** Requirement **
In the answer, each entry below appears exactly as given, and no picture appears at all.
□ □ □ □ □ □ □
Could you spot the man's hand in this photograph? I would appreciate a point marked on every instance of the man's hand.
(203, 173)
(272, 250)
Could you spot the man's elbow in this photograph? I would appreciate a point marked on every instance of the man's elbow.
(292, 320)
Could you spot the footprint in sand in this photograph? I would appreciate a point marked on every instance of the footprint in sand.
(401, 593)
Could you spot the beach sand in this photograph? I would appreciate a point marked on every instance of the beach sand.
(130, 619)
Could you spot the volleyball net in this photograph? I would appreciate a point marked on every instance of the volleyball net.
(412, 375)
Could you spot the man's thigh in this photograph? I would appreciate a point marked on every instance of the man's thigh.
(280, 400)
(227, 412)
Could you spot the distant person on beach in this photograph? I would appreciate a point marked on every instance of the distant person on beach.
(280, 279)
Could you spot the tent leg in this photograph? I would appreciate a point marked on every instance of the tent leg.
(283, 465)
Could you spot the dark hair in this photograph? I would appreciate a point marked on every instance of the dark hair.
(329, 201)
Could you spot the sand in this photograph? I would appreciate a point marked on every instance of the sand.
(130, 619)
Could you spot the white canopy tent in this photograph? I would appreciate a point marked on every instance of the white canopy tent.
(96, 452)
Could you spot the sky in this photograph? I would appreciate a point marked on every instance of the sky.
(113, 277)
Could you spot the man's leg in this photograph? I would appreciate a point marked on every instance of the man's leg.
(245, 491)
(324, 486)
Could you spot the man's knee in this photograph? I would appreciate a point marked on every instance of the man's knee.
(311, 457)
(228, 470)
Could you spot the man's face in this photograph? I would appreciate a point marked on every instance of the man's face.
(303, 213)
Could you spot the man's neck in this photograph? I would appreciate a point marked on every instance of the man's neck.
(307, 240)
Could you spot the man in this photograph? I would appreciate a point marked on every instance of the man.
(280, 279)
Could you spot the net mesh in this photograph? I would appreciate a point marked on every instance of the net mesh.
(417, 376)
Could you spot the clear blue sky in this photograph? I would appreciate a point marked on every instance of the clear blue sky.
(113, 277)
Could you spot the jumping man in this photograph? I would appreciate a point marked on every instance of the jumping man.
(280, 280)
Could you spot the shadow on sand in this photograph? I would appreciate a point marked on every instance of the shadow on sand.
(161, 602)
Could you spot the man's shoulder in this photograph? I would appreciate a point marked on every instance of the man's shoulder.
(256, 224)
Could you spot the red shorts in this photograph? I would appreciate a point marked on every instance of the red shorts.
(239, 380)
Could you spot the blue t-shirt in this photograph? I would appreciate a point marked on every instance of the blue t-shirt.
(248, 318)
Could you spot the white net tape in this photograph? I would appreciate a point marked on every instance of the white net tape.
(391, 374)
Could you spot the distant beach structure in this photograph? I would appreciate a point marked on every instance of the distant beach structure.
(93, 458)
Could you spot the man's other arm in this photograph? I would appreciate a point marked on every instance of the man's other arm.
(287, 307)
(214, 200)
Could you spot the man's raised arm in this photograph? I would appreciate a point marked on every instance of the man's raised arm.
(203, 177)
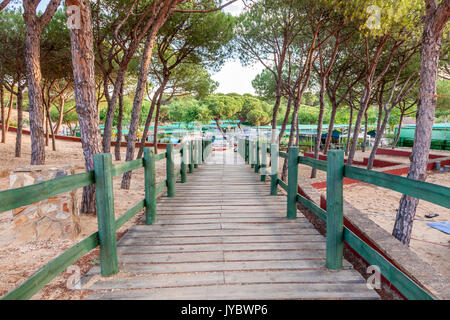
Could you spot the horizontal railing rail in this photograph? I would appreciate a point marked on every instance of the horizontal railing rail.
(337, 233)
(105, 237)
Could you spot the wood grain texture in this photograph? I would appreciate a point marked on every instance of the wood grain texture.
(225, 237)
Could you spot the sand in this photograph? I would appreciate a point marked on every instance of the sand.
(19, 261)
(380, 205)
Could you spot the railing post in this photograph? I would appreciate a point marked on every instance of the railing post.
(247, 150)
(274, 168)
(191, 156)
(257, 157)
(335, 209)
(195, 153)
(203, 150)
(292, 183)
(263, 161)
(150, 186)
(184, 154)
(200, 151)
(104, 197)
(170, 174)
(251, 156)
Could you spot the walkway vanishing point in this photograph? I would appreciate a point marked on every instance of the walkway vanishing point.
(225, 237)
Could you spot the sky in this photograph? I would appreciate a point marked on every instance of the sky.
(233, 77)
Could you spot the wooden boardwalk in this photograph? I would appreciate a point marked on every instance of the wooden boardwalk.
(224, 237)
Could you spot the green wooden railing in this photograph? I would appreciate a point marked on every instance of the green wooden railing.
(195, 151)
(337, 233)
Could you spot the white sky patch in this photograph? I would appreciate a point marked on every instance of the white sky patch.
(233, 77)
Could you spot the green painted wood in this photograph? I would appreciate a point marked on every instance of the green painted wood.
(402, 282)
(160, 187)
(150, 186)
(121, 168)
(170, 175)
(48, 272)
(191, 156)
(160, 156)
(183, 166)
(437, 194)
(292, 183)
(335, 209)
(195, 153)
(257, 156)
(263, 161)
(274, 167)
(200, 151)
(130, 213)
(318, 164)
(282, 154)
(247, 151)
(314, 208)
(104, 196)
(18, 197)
□ □ □ □ □ □ □
** Task solution **
Could you spot the man's hand in this photograph? I would appreciate a point marked on every instance of the man's hand.
(203, 173)
(272, 250)
Could you spot the man's elbow in this photograph? I would appreciate a point marked on every instance of the man's elbow.
(292, 320)
Could you spot the footprint in sand in this photograph? I would appreciate a point marked on every instance of the footprint in sand.
(401, 593)
Could you spot the beach sand in this photograph? I would appreciate a point marked on every instance of the beach sand.
(130, 619)
Could you spot the volleyball net in this photograph? I would appreciate a point marked on every instance of the volleyball net.
(412, 375)
Could you spot the man's thigh in this photograph? I would appreciate a point marked on every instance of the man's thigh.
(280, 400)
(227, 412)
Could you spot the distant person on beach in this photograph? I would appreciate a point marked on every instance of the distant person on beach.
(280, 279)
Could you spot the tent leg in this photograph? I would appreciate a point marked on every instance of the tent leg.
(283, 465)
Could you spot the dark hair in this photograph? I would appreciate a point marked on every instance of the dark hair.
(329, 201)
Could you spot the sand in this photograph? I would appreciate a point marked on every instance of the sand.
(130, 619)
Could you spot the white canopy tent in this photograph? I would appreciate a point marked on every instance of the white canopy tent.
(96, 452)
Could you spot the sky in this photograph? I would appreciate a point marked on every instance of the sky.
(113, 277)
Could you spot the man's leg in this photograph? I would appreciate a point marked on every instance of the man's leg.
(245, 491)
(324, 486)
Could you spot the man's knee in this photograph? I would appreciate a point marked on every instance of the man's knee.
(311, 457)
(228, 470)
Could you spot the man's face in this photograph? I would appreciate a point marked on every instance of the man's face.
(303, 213)
Could you spot the man's neck in this photograph? I would appreciate a point marked on every instance of the man's neck.
(307, 240)
Could you spot the man in this photograph? I would appreciate a point marked on every instance of the man.
(280, 279)
Could you spot the net mesh in this photograph? I would appreciate a point marked on every instance of the net mesh.
(417, 376)
Could you spot the clear blue sky in this photograph? I would appreciate a point marked on every instance of the clear blue sky.
(113, 277)
Could you spot the jumping man in this photograph? I would appreciate a point marked on every instance of the jumping man.
(280, 280)
Could you spot the shadow on sand in this photograph? I would appreciate a point marked on every instance of the shadow on sand.
(161, 602)
Could you spot the man's shoulder in this photograph? I would appreciate a point marked on every instance of the man's shoulder.
(256, 224)
Could you spot the red shorts in this photograph? I would appreciate a point marked on every instance of the red shorts.
(239, 380)
Could you spot the blue t-shirt in this photograph? I would appreciate a point marked on every instance of the blue t-shirt.
(248, 318)
Could you spot the white net tape in this photograph? I would appreciate a point marked on every instance of the white net tape.
(391, 374)
Could you spot the distant beach structure in this photograph? I would appreciate a point marked on every instance of the distant beach structure.
(93, 458)
Could you spot the man's other arm in this photograph? I would appreciate a point marked on every instance of the man's other arm.
(287, 307)
(214, 200)
Could you spot the man's raised arm in this photograph? I would appreciate a point marked on every instance of the man's raised arm.
(203, 177)
Could you spot the horizontal railing rail in this photograph? I would appreciate a point marked on every instance of the horizontal railing rail.
(337, 233)
(105, 237)
Could you spot the wood grain texture in this photograph? I would appreciate a point marked on every instance of the wood grain texture.
(225, 237)
Could you spot the sand in this photograph? I would appreciate a point marked on every instance of the sand.
(19, 261)
(380, 205)
Could you spot the railing post in this photograph? I would appreciate a point marked on every instance of the railing post.
(247, 150)
(274, 168)
(191, 156)
(257, 157)
(335, 209)
(195, 153)
(203, 150)
(292, 183)
(263, 161)
(150, 186)
(184, 154)
(200, 151)
(104, 197)
(170, 174)
(251, 156)
Could you spot the walkway vanishing point in this photograph? I would appreciate a point marked on every instance of the walkway vanishing point.
(225, 237)
Could you spot the sky in this photograph? I would appreciate a point marked on every instance of the sky.
(233, 77)
Could you spot the wooden boardwalk in this photograph? I would appreciate a point marked on every instance of the wooden boardwalk.
(224, 237)
Could you spot the green wooden railing in this photograph? I would appreciate a point marked on every instance of the green wooden railing.
(195, 151)
(337, 233)
Could you spot the white sky patch in this photograph? I would appreciate a point marked on every instance of the white sky patch.
(233, 77)
Could you spot the green painted wood in this photograph? I would appreciate a point marked on every instance of the green painted wood.
(402, 282)
(160, 187)
(150, 186)
(121, 168)
(170, 175)
(48, 272)
(191, 156)
(160, 156)
(183, 166)
(437, 194)
(292, 183)
(335, 209)
(195, 153)
(257, 156)
(263, 161)
(274, 167)
(200, 151)
(130, 213)
(318, 164)
(282, 154)
(247, 151)
(314, 208)
(104, 196)
(18, 197)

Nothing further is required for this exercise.